- Exercise brief -
In the records below, copy every line from the one containing "Target: mirror arm" through the end of the records, inclusive, without changing anything.

- Data for this exercise -
○ ○ ○ ○
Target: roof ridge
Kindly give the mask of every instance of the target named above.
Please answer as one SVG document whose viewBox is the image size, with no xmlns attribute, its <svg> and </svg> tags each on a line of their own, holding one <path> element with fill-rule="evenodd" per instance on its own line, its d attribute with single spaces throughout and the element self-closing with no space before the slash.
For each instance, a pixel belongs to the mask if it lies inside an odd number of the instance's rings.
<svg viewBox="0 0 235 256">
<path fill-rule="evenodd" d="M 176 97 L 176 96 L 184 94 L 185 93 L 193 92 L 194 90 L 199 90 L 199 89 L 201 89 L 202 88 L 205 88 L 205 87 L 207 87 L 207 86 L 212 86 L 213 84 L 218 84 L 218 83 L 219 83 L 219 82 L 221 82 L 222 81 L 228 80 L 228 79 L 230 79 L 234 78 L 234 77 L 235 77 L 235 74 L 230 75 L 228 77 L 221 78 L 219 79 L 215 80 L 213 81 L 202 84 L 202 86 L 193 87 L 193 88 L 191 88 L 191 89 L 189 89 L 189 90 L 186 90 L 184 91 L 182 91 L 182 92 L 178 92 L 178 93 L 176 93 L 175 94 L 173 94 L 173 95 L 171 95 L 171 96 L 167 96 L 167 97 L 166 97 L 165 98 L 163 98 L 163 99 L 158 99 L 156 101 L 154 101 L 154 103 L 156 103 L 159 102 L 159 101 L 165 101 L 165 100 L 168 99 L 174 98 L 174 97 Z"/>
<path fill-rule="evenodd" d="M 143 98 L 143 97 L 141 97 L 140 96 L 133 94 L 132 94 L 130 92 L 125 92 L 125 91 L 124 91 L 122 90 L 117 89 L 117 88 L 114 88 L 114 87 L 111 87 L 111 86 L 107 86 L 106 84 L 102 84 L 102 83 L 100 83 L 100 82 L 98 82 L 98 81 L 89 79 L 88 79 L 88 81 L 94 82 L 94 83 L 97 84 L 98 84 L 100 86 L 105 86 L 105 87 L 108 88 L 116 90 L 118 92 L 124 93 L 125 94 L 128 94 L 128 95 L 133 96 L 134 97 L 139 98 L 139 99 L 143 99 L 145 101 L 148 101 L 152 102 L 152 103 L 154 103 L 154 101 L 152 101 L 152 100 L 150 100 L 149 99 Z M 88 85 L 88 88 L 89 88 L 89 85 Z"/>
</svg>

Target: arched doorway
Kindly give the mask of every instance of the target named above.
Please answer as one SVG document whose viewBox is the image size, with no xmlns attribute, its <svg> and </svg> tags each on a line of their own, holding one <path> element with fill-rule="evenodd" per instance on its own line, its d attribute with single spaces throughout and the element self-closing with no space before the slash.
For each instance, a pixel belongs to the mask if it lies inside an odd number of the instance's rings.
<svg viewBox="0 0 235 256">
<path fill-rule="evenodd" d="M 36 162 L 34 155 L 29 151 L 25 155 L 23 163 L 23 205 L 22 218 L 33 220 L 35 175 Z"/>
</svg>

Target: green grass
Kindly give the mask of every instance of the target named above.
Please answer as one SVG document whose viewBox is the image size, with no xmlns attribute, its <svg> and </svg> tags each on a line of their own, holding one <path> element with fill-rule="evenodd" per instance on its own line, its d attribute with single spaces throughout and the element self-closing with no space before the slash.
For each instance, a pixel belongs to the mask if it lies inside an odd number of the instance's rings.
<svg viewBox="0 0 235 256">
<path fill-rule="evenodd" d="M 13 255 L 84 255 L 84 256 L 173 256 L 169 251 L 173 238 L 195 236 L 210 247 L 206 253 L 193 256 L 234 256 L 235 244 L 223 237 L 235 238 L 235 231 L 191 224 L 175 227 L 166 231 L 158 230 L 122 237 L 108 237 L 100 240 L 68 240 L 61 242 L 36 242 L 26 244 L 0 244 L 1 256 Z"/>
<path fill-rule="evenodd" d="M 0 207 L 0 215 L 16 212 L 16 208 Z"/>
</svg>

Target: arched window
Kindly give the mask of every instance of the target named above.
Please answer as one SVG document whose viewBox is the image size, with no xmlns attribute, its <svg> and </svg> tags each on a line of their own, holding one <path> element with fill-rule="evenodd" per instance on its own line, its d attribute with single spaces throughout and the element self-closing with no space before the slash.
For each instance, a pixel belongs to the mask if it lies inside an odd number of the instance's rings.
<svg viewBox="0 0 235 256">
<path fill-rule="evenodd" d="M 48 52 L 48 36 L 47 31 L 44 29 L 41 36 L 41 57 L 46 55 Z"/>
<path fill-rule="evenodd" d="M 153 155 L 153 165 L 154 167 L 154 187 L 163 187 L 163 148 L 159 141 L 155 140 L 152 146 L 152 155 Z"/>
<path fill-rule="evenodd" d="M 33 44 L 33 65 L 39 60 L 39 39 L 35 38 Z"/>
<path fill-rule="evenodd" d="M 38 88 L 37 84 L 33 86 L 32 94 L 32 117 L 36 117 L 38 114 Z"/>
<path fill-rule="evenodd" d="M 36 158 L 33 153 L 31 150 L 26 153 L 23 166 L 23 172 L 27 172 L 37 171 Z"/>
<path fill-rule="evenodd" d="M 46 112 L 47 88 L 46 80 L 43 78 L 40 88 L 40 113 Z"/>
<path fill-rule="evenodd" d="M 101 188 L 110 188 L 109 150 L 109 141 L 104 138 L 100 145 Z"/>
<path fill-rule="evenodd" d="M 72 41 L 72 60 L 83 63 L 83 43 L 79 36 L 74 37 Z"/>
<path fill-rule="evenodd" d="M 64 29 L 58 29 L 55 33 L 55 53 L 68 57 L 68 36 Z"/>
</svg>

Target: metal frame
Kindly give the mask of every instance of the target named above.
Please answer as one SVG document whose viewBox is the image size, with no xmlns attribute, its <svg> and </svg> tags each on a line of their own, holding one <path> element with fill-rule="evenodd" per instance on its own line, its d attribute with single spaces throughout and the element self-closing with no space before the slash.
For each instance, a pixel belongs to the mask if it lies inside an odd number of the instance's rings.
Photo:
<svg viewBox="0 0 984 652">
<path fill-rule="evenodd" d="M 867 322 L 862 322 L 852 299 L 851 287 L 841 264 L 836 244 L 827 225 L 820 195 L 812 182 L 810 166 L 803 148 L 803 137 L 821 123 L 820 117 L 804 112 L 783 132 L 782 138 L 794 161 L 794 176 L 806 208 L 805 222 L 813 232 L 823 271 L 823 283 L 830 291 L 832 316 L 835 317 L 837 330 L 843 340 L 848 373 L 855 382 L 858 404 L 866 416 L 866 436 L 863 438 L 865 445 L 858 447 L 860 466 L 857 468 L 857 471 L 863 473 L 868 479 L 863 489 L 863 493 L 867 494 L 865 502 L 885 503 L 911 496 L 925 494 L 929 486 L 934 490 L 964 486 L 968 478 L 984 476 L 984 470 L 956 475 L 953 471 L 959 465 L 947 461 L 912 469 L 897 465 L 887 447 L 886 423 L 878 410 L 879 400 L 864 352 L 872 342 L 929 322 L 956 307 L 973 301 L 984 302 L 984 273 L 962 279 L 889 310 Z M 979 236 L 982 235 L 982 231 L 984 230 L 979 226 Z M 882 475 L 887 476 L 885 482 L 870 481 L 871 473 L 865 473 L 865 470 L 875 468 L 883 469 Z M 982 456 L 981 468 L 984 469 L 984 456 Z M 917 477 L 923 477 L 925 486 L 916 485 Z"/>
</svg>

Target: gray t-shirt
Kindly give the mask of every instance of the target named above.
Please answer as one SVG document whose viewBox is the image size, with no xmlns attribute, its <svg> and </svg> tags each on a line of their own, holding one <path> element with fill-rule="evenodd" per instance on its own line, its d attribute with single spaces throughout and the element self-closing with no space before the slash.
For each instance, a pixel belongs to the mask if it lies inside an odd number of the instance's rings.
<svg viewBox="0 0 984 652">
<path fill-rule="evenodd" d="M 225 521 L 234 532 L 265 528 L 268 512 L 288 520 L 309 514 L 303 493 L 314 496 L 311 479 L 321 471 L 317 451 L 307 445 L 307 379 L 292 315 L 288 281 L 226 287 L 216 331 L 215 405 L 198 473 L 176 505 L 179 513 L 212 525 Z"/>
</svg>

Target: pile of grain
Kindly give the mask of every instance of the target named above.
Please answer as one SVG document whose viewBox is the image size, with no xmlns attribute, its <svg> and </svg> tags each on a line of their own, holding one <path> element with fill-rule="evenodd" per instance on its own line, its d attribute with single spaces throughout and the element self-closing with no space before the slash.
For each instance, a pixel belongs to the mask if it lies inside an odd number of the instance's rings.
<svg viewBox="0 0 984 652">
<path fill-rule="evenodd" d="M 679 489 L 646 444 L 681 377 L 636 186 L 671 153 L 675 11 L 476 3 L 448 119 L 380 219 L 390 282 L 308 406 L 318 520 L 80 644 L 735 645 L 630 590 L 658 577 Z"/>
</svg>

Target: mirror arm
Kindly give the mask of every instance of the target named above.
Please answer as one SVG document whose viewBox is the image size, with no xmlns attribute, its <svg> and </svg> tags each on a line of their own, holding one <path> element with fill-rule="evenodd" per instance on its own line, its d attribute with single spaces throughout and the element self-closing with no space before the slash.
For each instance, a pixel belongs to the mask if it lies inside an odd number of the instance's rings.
○ ○ ○ ○
- Answer to the task -
Target: mirror arm
Kindly give the mask of every instance of the target named above.
Please answer as one SVG document whose viewBox is the image size, with no xmlns attribute, its <svg> and </svg> tags each on a line of their own, holding one <path> element with fill-rule="evenodd" per instance on its own line, its d attribute with single spaces throughout and the element self-closing with no space before the slash.
For each instance, a pixel belongs to the mask if it lies inside an odd number of the instance's rings.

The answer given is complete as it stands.